◆ **INFORMATION GIVEN**
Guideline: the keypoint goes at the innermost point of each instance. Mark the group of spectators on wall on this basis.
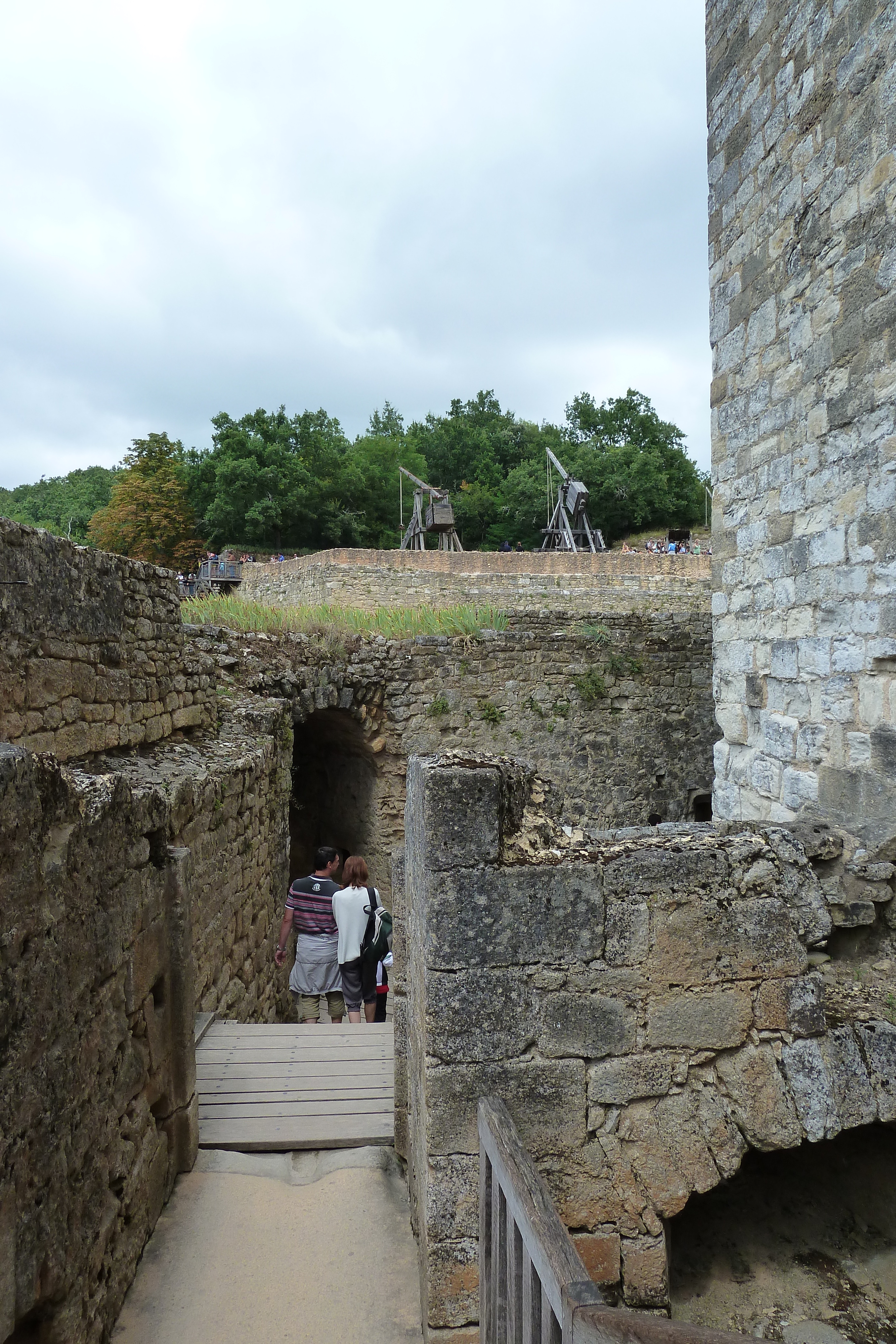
(670, 548)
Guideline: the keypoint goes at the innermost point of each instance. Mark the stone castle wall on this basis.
(92, 650)
(584, 584)
(132, 893)
(97, 1084)
(644, 1005)
(616, 717)
(803, 229)
(136, 886)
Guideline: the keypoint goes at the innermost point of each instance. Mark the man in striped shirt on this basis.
(309, 912)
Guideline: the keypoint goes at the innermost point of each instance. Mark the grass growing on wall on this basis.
(394, 623)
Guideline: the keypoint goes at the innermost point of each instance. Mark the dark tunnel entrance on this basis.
(334, 798)
(800, 1245)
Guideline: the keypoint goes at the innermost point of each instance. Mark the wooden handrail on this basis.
(617, 1326)
(534, 1287)
(531, 1276)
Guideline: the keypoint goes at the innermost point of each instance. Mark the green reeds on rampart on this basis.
(393, 623)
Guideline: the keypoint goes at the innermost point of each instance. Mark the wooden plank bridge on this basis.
(283, 1087)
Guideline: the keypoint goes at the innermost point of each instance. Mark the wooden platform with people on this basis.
(285, 1087)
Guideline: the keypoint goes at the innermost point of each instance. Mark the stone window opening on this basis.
(158, 847)
(799, 1245)
(334, 799)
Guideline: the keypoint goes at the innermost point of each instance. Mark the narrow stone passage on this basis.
(309, 1248)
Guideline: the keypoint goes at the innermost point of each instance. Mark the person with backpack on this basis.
(365, 925)
(309, 912)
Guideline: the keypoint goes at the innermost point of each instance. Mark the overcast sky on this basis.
(215, 206)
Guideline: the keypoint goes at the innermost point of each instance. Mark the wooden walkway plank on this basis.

◆ **EXERCISE REQUIREMENTS**
Starting with the line containing "backpack on this basis." and going on through the last of the rows, rewrite those lines as a JSON list of strings, one string per line, with blank lines left out.

◆ **SOLUTION TO THIS EXERCISE**
[
  "Guideline: the keypoint goes at the innermost point of each instance. Mark the person with backpack on this basis.",
  "(365, 925)",
  "(309, 912)",
  "Guideline: the keypoint goes at the innermost point of each instance. Mark the overcast sky on this basis.",
  "(215, 206)",
  "Guideline: the keypoint goes at the innermost point of each instance. Mark the wooden walkway plank on this basis."
]